Source records
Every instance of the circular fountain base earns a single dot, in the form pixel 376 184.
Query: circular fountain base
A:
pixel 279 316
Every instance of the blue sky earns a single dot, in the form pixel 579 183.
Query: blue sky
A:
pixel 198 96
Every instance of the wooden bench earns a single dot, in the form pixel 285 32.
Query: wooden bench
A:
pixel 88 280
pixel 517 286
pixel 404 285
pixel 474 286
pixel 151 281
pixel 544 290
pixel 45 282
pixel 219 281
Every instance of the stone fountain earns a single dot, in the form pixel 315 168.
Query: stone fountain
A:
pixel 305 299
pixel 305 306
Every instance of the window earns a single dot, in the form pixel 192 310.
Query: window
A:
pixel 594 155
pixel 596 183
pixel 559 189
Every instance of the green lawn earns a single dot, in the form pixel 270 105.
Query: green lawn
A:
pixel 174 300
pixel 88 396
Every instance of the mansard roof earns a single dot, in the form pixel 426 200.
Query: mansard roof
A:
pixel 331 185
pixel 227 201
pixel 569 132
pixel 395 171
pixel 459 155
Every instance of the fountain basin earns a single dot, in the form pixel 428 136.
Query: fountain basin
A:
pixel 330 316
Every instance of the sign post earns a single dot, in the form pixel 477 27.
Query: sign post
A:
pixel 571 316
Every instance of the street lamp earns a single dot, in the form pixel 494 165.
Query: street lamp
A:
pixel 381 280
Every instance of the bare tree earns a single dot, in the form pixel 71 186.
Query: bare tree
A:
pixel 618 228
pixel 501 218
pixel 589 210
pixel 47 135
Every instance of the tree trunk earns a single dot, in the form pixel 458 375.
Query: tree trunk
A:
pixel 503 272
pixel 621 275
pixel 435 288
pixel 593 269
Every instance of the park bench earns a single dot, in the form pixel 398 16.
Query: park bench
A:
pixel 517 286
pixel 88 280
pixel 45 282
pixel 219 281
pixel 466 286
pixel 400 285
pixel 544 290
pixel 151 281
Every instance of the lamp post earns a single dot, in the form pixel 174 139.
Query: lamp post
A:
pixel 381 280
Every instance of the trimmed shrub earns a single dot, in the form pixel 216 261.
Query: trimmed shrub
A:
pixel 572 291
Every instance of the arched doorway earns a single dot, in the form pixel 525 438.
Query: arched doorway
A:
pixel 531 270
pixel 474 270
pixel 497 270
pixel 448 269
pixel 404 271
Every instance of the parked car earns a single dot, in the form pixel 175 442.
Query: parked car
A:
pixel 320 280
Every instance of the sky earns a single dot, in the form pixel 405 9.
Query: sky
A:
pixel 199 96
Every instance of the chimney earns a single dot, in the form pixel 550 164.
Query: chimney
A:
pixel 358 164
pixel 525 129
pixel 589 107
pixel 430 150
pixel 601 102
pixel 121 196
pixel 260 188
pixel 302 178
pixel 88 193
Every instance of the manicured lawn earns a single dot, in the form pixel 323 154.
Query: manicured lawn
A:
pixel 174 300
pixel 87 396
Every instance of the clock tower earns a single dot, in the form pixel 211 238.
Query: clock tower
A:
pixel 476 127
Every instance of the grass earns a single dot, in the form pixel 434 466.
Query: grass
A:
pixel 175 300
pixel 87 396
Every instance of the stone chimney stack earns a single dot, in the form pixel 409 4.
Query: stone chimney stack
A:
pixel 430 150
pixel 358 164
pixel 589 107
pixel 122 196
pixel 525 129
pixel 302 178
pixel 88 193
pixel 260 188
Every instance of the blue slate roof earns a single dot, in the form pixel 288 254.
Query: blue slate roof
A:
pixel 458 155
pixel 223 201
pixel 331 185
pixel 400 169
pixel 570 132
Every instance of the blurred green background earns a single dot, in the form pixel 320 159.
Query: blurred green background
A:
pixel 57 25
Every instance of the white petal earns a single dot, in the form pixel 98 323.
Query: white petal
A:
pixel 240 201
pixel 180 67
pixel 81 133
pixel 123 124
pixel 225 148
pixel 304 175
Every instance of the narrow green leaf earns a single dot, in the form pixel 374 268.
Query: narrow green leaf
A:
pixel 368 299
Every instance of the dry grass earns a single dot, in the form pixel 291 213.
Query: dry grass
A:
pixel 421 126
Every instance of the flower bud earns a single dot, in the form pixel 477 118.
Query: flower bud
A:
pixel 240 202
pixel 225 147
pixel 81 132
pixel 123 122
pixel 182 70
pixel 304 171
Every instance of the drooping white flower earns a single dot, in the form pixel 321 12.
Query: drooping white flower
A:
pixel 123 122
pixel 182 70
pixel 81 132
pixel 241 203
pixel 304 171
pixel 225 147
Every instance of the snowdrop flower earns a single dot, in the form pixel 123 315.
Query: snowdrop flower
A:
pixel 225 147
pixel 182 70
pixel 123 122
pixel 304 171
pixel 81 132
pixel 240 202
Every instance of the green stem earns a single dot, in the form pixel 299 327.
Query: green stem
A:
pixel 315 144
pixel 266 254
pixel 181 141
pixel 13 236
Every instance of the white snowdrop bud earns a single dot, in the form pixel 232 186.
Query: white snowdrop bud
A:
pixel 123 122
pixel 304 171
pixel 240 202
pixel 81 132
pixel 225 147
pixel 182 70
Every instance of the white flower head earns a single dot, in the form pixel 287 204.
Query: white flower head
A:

WHAT TO WORK ON
Retype all of the material above, keeping every line identical to the original.

ANSWER TO THE PROBLEM
Every instance of the circular fountain base earns a single dot, in the form pixel 376 184.
Query: circular fountain base
A:
pixel 279 316
Every instance of the blue sky earns a single dot, in the form pixel 579 183.
Query: blue sky
A:
pixel 198 96
Every instance of the wooden bench earns a single dot, in the form pixel 285 32.
Query: wooden bench
A:
pixel 88 280
pixel 517 286
pixel 404 285
pixel 474 286
pixel 151 281
pixel 544 290
pixel 45 282
pixel 219 281
Every instance of the stone fountain earns a single dot, in the form pixel 315 168.
Query: stone fountain
A:
pixel 305 299
pixel 305 306
Every instance of the window earns a single dot, in the form pixel 192 310.
Query: window
A:
pixel 594 155
pixel 596 183
pixel 559 189
Every instance of the green lawn earns a single dot, in the form pixel 270 105.
Query: green lawn
A:
pixel 174 300
pixel 88 396
Every instance of the mansard roof earns a single dot, in the form pixel 426 200.
Query: mansard roof
A:
pixel 331 185
pixel 227 201
pixel 569 132
pixel 395 171
pixel 459 155
Every instance of the fountain basin earns a single dot, in the form pixel 428 136.
Query: fountain basin
A:
pixel 330 316
Every instance of the sign post earns a single dot, in the form pixel 477 27.
Query: sign post
A:
pixel 571 316
Every instance of the street lamp earns a single dot, in the form pixel 494 165.
Query: street lamp
A:
pixel 381 280
Every instance of the bare tree earns a single dot, in the form pixel 71 186.
Query: bare tree
A:
pixel 618 228
pixel 501 218
pixel 589 210
pixel 47 135
Every instance of the tree trunk earns a single dot, in the form pixel 458 375.
Query: tree trunk
A:
pixel 503 272
pixel 621 275
pixel 435 288
pixel 593 269
Every instance of the park bench earns a single dot, in the form pixel 398 16.
Query: park bench
A:
pixel 517 286
pixel 88 280
pixel 45 282
pixel 219 281
pixel 466 286
pixel 400 285
pixel 544 290
pixel 151 281
Every instance of the lamp post earns a single dot, in the form pixel 174 139.
Query: lamp post
A:
pixel 381 280
Every instance of the trimmed shrub earns a single dot, in the form pixel 216 261.
Query: trimmed shrub
A:
pixel 572 291
Every instance of the arched doorway earns a single dot, in the form pixel 525 438.
Query: arched doorway
A:
pixel 531 270
pixel 474 270
pixel 497 270
pixel 448 269
pixel 404 271
Every instance of the parked car earns a single dot, in the form pixel 175 442.
Query: parked car
A:
pixel 320 280
Every instance of the sky earns a single dot, in the form pixel 405 9.
Query: sky
A:
pixel 199 96
Every instance of the chimney earns a single dot, in the form pixel 550 164.
Query: chimney
A:
pixel 358 164
pixel 525 129
pixel 589 107
pixel 430 150
pixel 601 102
pixel 121 196
pixel 260 188
pixel 302 178
pixel 88 193
Every instance of the manicured lawn earns a single dot, in the form pixel 323 154.
Query: manicured lawn
A:
pixel 174 300
pixel 87 396
Every instance of the clock tower earns a single dot, in the form pixel 211 238.
Query: clock tower
A:
pixel 476 127
Every instance of the grass earns a single dot, in the form pixel 434 466.
Query: grass
A:
pixel 175 300
pixel 87 396
Every instance of the stone chimney stack earns a single dot, in the form pixel 409 4.
Query: stone chimney stack
A:
pixel 430 150
pixel 358 164
pixel 589 107
pixel 122 196
pixel 525 129
pixel 302 178
pixel 88 193
pixel 260 188
Every instance of the blue slate roof earns a single dot, in the form pixel 288 254.
Query: blue slate roof
A:
pixel 458 155
pixel 223 201
pixel 331 185
pixel 400 169
pixel 570 132
Every instance of the blurred green background earns a single dot, in the form pixel 320 159.
Query: blurred green background
A:
pixel 57 25
Every instance of the white petal earns a single dot, in the form pixel 98 323.
Query: white petal
A:
pixel 240 201
pixel 180 67
pixel 81 133
pixel 123 124
pixel 225 148
pixel 304 175
Every instance of the narrow green leaf earns a single dot, in the form pixel 374 268.
Query: narrow green leaf
A:
pixel 368 299
Every instance of the dry grass earns a single dot, in the form pixel 291 213.
Query: dry grass
A:
pixel 421 126
Every instance of the flower bud earns a single dot, in the form pixel 477 118.
Query: flower bud
A:
pixel 240 202
pixel 225 147
pixel 81 132
pixel 123 122
pixel 182 70
pixel 304 171
Every instance of the drooping white flower earns a single dot, in the form pixel 321 12.
Query: drooping white flower
A:
pixel 123 122
pixel 182 70
pixel 81 132
pixel 241 203
pixel 304 171
pixel 225 147
Every instance of the snowdrop flower earns a single dot, in the form pixel 123 315.
Query: snowdrop flower
A:
pixel 225 147
pixel 182 70
pixel 123 122
pixel 304 171
pixel 81 132
pixel 240 202
Every instance of the green stem earns a single dot, in the form pixel 299 327.
Query: green stem
A:
pixel 315 144
pixel 266 254
pixel 181 141
pixel 13 236
Every instance of the white snowdrop bud earns a single dot, in the form pixel 232 186.
Query: white snowdrop bud
A:
pixel 123 122
pixel 304 171
pixel 240 202
pixel 81 132
pixel 225 147
pixel 182 70
Every instance of the white flower head earns a single dot, in the form pixel 287 204.
Query: white flower head
A:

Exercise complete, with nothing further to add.